> [WORK TO COMPLETE] Find the line that contains "For each instance of the rocky". Then set down that line and all the lines after it, to the end of the records, exactly and with nothing added.

> [RECORD EXTRACTS]
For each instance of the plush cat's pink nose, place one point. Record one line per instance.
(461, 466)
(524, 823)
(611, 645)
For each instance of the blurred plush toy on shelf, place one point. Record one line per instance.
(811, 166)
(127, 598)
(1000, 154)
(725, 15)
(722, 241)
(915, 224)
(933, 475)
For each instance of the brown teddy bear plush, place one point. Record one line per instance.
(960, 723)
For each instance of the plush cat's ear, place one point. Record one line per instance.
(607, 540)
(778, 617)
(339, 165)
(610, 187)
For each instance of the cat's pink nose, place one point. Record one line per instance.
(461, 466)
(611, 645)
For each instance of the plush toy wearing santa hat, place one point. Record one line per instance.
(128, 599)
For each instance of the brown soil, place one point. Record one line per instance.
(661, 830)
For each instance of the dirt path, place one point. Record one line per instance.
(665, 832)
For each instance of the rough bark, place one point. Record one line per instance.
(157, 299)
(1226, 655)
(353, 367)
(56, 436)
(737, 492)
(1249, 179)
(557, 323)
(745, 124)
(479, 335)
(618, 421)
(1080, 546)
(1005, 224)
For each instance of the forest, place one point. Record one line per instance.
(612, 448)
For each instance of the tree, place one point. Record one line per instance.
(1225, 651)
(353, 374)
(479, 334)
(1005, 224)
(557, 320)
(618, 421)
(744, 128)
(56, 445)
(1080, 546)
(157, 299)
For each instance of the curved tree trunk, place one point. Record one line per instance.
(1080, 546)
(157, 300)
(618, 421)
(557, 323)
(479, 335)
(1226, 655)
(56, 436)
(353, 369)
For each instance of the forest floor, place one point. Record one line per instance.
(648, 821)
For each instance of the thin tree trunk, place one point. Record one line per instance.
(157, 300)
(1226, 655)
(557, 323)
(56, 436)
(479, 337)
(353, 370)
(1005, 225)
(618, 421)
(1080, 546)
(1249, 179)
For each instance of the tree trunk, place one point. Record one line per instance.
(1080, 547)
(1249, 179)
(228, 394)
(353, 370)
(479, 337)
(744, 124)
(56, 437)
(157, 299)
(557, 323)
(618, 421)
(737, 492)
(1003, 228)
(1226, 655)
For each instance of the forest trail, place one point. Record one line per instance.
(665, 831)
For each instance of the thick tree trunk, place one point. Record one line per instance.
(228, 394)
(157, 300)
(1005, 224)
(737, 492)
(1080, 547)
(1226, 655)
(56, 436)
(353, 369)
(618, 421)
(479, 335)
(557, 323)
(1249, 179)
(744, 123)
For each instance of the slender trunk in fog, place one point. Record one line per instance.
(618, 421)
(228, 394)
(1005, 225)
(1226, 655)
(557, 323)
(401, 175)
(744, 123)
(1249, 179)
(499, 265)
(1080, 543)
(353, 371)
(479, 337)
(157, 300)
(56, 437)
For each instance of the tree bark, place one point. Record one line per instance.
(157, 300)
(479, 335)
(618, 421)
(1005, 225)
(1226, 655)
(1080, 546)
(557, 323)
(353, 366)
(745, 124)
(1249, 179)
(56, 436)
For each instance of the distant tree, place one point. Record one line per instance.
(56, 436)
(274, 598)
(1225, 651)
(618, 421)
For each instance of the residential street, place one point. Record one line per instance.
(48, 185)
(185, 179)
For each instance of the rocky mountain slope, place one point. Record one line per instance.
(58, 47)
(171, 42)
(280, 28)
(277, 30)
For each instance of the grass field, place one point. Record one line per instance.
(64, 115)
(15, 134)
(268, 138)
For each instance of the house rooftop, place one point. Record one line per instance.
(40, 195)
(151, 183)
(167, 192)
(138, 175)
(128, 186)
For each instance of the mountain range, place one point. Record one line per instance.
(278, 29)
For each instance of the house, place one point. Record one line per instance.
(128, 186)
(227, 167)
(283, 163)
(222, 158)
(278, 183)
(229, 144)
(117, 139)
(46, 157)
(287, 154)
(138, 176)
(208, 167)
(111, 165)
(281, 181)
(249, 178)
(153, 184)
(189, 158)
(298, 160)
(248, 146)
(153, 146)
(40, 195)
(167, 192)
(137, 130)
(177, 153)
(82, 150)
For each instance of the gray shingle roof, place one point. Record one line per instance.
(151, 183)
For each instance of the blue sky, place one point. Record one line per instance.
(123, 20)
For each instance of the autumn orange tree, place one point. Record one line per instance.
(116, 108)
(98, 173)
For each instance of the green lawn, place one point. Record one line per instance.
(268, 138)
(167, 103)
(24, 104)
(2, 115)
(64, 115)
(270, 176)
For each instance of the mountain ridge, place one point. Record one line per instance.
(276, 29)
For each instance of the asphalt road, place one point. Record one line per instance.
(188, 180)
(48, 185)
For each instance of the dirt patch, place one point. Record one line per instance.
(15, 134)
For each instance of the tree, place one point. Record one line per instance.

> [FULL SOLUTION]
For each instance of the rocky mountain slope, place one point. Record one line per instance.
(58, 47)
(171, 42)
(280, 28)
(277, 30)
For each instance of the grass field, place one point. Record one line per instance.
(64, 115)
(15, 134)
(268, 138)
For each instance of the house rooftop, place one point. Record one line per instance.
(40, 195)
(151, 183)
(167, 192)
(138, 175)
(128, 186)
For each instance of the mountain range, place one point. Record one line per instance.
(278, 29)
For each instance of the house, place one point. Record one line per instance.
(128, 186)
(227, 167)
(283, 163)
(222, 158)
(278, 183)
(229, 144)
(117, 139)
(46, 157)
(287, 154)
(138, 176)
(208, 167)
(111, 165)
(281, 181)
(249, 178)
(153, 184)
(189, 158)
(298, 160)
(248, 146)
(153, 146)
(40, 195)
(167, 192)
(137, 130)
(177, 153)
(82, 150)
For each instance of the gray shingle roof, place one point. Record one line per instance.
(151, 183)
For each instance of the blue sky, place one point. Record one line per instance.
(123, 20)
For each instance of the autumn orange tree, place one point. Record one line per instance.
(116, 108)
(98, 173)
For each instance of the green lawn, place one point. Record one line per instance.
(268, 138)
(167, 103)
(24, 104)
(2, 115)
(64, 115)
(270, 176)
For each instance of the mountain ridge, place one point. Record one line per instance.
(276, 29)
For each instance of the asphalt road, place one point. Record one line per instance.
(188, 180)
(48, 185)
For each instance of the dirt patch, place one point. Record one line per instance.
(15, 134)
For each instance of the tree, place one point. Record one line per instance.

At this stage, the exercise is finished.